→ Extracted text

= Beginning of Section =

# one of you, one of you



## ferny (Dec 18, 2006)

Yeah, I can hear you all putting on a voice like a demented English school girl and chanting "one of us, one of us". Eyes glowing because they're not used to being in daylight.

I now own, or will do after Christmas, the following. A Durst M605 (and a hell of a lot of other stuff in the boxes) and a Jobo Duolab.
In those boxes is paper. Some old and some new but even if it's on its last legs it's ideal to play with until I get used to things rather than wasting my money. Chemicals, some old and some not opened. A couple of thermometers. A few tubs. Lots of paper drums and an Ilford electric drum roller. Some developing tanks and reels. And lots of other bits and bobs I'm sure I'll find a use for over time.

What I need to do now is clear out the shed (full of car bits and old toys so eBay may be getting a bashing). Grab a cheap sink. Hook up some water to it and away I go. After I've made some covers for the windows and bought a safe light.


Ooo, and I even developed my own film a few weeks back. Now I'll be able to try developing C41 as well. AND I shot my Holga. Loading 120 onto reels is a right pain in the arse the first time you do it. Especially if you haven't tried in daylight.





















I've also been giving LOTS of paper, film and chemicals from a printing business. I can't find much about them but from what I gather they're UV sensitive and used for making plates. One box of paper and film must be over a meter square. Anyone got any info on those? I can grab their names and numbers later when I go to the shed.


----------



## terri (Dec 18, 2006)

First reaction: You shot the Holga......?!?   :shock:    :drops dead in a faint: 


 




Second reaction: Why, you little.....I figured you'd dropped off the planet! :hug:: 

And look at you, buying all this cool stuff.....pretty!! Shiny!! :thumbup: Needs to be played with! 

I'm so happy to see you moving ahead with it, at last. Tell Terri every little thing, now. :mrgreen:


----------



## Big Mike (Dec 18, 2006)

Who are you?  :scratch:


----------



## ferny (Dec 19, 2006)

Big Mike said:
			
		

> Who are you?  :scratch:


The big bad woluf.


----------



## ferny (Dec 19, 2006)

terri said:
			
		

> First reaction: You shot the Holga......?!?   :shock:    :drops dead in a faint:


Not only did I shoot it (the bastard was annoying so I had to take action), I also bought another.

= End of Section =

→ Listed records
= Beginning of Section =

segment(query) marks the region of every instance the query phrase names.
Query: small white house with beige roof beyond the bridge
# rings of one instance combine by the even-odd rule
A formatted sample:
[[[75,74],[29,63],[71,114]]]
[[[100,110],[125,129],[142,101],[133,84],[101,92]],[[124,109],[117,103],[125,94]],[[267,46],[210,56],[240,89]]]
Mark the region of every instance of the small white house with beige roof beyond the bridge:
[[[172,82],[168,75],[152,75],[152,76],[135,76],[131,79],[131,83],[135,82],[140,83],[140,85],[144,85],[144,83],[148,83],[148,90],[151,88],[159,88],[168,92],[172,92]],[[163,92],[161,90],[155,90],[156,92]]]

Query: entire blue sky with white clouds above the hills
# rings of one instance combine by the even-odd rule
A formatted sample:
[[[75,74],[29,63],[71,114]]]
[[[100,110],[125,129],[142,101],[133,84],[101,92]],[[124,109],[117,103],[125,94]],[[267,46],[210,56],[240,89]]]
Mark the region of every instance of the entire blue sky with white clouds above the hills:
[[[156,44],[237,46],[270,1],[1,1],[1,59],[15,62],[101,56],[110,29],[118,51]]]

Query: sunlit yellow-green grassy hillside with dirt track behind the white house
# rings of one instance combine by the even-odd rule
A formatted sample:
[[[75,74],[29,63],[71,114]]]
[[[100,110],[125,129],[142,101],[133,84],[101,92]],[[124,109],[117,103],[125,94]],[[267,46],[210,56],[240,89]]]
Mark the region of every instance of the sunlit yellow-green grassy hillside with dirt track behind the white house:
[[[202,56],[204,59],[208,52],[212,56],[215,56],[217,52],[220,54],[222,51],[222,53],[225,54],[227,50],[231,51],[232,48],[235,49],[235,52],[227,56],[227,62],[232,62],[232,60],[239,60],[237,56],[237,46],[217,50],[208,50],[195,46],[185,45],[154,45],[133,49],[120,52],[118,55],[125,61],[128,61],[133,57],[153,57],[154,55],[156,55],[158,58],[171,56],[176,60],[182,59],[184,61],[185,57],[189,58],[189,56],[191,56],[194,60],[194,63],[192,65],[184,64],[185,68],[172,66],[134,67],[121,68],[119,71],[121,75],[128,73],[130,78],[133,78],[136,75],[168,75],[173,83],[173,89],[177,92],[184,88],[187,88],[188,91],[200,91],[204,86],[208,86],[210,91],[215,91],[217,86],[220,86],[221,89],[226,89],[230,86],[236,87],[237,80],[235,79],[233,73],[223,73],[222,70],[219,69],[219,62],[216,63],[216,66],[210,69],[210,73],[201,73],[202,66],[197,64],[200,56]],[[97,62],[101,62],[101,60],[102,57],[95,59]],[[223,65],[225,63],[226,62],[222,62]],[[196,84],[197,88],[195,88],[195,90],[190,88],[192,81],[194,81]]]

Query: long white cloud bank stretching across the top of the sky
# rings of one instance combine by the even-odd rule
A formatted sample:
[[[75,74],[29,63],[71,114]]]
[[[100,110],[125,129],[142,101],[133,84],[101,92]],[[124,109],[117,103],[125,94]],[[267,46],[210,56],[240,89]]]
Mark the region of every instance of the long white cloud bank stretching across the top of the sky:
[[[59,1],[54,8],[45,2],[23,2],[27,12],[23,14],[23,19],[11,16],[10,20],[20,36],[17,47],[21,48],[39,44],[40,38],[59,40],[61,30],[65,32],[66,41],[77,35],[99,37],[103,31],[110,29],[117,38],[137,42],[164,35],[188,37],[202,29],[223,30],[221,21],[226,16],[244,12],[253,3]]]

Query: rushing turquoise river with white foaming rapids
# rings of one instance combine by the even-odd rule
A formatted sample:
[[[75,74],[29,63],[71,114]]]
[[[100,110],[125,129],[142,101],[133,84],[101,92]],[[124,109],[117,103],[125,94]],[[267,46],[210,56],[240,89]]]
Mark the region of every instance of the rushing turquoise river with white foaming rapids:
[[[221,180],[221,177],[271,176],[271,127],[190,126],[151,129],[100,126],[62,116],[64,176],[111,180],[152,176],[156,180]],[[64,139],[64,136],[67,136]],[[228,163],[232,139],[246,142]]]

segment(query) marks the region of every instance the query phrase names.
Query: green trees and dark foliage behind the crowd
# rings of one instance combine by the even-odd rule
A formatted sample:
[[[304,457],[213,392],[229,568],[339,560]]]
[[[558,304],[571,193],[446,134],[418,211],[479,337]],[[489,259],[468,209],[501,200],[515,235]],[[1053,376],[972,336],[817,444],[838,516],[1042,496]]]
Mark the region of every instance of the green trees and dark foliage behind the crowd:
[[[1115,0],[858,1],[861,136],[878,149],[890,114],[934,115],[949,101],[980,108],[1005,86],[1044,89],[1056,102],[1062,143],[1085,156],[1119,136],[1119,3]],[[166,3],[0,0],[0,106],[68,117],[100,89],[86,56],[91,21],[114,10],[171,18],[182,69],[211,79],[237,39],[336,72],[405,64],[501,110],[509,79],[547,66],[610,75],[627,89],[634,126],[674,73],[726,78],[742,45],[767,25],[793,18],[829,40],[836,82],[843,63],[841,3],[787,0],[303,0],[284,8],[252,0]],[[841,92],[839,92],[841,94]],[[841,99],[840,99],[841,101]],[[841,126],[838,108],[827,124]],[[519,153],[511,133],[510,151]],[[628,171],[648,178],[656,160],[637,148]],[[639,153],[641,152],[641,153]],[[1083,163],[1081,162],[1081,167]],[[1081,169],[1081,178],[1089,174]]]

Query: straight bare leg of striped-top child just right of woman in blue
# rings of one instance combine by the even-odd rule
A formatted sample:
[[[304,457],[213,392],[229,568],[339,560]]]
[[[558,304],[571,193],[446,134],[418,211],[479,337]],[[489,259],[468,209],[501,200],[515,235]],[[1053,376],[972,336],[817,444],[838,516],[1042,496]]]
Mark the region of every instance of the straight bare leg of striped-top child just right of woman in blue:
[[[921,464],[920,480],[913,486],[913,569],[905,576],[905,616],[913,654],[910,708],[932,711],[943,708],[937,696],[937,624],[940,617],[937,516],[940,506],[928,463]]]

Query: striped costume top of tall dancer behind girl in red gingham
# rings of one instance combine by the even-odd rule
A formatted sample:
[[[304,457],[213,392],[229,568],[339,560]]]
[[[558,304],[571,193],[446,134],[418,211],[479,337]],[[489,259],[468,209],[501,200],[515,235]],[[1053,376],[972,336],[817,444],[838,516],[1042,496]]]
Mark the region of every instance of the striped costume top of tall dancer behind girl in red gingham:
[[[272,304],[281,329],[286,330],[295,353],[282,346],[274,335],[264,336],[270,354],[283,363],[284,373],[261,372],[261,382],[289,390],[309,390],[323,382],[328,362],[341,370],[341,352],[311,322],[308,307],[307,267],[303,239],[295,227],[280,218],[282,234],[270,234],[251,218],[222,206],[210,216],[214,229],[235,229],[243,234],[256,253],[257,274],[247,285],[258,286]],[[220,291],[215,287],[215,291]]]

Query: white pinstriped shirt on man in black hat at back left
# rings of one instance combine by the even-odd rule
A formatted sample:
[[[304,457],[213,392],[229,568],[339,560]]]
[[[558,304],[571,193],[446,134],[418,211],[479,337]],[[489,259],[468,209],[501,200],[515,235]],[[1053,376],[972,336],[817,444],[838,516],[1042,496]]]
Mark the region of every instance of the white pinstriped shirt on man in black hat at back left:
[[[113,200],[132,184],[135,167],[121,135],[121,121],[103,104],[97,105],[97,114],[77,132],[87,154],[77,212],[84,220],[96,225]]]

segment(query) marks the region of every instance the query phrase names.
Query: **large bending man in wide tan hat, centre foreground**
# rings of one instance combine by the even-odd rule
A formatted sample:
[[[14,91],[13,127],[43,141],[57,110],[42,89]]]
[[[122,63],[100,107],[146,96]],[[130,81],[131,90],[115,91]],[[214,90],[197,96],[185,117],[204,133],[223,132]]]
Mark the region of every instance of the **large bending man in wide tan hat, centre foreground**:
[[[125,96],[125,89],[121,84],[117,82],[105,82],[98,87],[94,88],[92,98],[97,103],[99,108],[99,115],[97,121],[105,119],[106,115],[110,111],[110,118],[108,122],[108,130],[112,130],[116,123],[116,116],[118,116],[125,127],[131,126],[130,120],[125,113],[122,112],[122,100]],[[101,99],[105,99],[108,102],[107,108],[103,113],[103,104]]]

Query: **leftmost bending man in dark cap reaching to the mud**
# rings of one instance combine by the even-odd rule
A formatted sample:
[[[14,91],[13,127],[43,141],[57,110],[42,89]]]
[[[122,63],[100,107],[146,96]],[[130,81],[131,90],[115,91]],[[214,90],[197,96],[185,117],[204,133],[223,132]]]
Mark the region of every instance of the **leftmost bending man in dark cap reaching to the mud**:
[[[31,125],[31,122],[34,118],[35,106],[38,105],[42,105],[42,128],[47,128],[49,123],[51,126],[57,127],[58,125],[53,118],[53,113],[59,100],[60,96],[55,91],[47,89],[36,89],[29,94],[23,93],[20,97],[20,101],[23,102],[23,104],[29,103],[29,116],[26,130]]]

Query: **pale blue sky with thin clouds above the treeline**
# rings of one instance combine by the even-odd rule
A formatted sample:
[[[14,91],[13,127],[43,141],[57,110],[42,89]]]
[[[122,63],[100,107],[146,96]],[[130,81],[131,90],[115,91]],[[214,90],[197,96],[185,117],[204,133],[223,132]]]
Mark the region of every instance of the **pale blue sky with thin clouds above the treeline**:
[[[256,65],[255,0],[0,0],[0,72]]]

= End of Section =

→ Requirement
Answer these about the forum thread:
1. Which Durst model does ferny say they own, or will after Christmas?
2. What is the shed full of, according to ferny?
3. In the reply to terri, what else did ferny do besides shooting the Holga?

→ Result for this exercise
1. A Durst M605.
2. Car bits and old toys.
3. Bought another one.